EXERCISE DETAILS: Return, in their exact form, the lines that lie between the start of the data below and the line containing "positive clicks: (1140, 287) (1129, 87)", with both ends included.
####################
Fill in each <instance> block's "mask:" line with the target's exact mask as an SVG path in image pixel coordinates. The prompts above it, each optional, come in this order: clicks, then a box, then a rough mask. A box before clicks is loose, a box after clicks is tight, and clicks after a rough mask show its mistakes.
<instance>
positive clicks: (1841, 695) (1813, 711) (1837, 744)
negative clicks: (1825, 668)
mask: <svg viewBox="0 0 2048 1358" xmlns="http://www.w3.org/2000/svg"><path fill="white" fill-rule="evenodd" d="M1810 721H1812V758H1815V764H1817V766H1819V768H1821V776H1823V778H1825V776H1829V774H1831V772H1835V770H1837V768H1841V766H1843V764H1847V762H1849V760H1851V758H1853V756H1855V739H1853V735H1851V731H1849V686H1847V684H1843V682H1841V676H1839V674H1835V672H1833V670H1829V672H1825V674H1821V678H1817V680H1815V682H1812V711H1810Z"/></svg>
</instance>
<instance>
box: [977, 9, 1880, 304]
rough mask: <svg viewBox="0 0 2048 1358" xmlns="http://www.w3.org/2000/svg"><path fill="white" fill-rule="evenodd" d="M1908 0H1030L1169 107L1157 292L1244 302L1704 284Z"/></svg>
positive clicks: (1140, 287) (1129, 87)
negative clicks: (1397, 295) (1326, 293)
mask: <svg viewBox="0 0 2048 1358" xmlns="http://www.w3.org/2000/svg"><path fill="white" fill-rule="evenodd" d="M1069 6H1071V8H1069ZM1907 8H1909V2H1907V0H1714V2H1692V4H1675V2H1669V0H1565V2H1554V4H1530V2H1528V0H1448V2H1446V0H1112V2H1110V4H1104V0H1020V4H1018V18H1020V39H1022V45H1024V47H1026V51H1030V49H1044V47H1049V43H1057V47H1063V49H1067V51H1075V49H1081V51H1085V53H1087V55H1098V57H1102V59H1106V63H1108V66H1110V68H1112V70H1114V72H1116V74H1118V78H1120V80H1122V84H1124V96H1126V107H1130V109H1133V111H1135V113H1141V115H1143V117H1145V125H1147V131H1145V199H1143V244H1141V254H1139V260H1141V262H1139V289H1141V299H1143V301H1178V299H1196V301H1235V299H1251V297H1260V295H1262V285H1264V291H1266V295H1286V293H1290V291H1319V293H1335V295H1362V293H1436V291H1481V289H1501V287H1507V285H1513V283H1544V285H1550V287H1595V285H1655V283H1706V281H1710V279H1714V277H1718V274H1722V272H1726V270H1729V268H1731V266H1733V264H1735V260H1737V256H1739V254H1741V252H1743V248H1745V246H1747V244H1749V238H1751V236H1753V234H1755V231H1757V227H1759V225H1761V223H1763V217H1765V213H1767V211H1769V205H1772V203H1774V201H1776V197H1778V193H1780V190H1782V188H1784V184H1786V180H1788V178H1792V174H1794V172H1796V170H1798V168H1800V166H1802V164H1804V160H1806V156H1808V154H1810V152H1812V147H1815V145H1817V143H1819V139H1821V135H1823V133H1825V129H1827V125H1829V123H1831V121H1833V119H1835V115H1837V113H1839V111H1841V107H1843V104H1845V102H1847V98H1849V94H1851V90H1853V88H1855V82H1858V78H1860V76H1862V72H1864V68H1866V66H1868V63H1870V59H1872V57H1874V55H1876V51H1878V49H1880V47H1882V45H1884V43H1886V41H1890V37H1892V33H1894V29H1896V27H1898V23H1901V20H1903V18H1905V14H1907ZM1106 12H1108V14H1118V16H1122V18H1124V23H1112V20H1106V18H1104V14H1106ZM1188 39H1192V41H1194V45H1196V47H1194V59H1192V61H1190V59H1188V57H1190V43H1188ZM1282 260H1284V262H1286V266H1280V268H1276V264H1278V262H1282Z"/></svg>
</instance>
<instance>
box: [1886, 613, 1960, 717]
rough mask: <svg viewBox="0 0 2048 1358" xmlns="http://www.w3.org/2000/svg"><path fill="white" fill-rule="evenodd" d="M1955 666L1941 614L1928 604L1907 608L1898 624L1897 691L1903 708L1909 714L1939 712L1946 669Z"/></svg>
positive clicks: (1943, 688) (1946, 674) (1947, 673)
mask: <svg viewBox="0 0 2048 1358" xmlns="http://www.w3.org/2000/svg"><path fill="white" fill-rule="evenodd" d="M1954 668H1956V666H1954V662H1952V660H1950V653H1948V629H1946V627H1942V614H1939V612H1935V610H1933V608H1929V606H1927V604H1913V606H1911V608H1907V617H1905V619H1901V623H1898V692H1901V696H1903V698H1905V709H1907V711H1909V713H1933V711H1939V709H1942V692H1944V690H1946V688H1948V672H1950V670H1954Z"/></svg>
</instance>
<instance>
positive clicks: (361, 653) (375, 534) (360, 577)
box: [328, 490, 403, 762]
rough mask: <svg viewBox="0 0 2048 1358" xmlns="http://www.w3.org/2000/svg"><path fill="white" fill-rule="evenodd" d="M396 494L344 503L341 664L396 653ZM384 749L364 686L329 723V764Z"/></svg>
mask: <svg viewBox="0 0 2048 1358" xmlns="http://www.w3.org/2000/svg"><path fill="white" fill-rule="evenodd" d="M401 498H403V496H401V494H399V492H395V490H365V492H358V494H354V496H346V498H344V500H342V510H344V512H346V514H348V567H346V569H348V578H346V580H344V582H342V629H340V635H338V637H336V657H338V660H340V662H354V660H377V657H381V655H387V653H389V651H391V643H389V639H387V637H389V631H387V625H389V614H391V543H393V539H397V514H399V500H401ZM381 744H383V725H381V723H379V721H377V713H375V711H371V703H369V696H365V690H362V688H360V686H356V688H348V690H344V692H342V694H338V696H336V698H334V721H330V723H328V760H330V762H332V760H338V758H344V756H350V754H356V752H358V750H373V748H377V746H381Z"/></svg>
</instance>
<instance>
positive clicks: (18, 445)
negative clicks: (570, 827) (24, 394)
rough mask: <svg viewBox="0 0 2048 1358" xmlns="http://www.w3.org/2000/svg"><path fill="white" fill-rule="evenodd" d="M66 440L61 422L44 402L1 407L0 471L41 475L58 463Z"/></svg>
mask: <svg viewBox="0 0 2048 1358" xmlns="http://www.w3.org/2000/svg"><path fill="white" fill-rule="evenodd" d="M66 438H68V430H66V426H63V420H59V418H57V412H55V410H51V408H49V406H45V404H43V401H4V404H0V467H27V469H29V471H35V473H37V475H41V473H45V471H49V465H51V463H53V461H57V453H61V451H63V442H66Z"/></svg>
####################
PROBLEM SOLUTION:
Fill in each <instance> block's "mask:" line with the target's exact mask as an SVG path in image pixel coordinates. The prompts above it, each optional, come in this order: clicks, then a box, then a rough mask. A box before clicks is loose, a box after clicks is tight, and clicks after a rough mask show its mistakes.
<instance>
positive clicks: (1841, 695) (1813, 711) (1837, 744)
negative clicks: (1825, 668)
mask: <svg viewBox="0 0 2048 1358" xmlns="http://www.w3.org/2000/svg"><path fill="white" fill-rule="evenodd" d="M1810 721H1812V758H1815V764H1817V766H1819V768H1821V776H1823V778H1825V776H1829V774H1831V772H1835V770H1837V768H1841V766H1843V764H1847V762H1849V760H1851V758H1853V756H1855V739H1853V735H1851V731H1849V686H1847V684H1843V682H1841V676H1839V674H1835V672H1833V670H1829V672H1825V674H1821V678H1817V680H1815V682H1812V711H1810Z"/></svg>
</instance>
<instance>
box: [977, 9, 1880, 304]
rough mask: <svg viewBox="0 0 2048 1358" xmlns="http://www.w3.org/2000/svg"><path fill="white" fill-rule="evenodd" d="M1908 0H1030L1169 107L1157 292L1244 302L1704 284Z"/></svg>
positive clicks: (1140, 287) (1129, 87)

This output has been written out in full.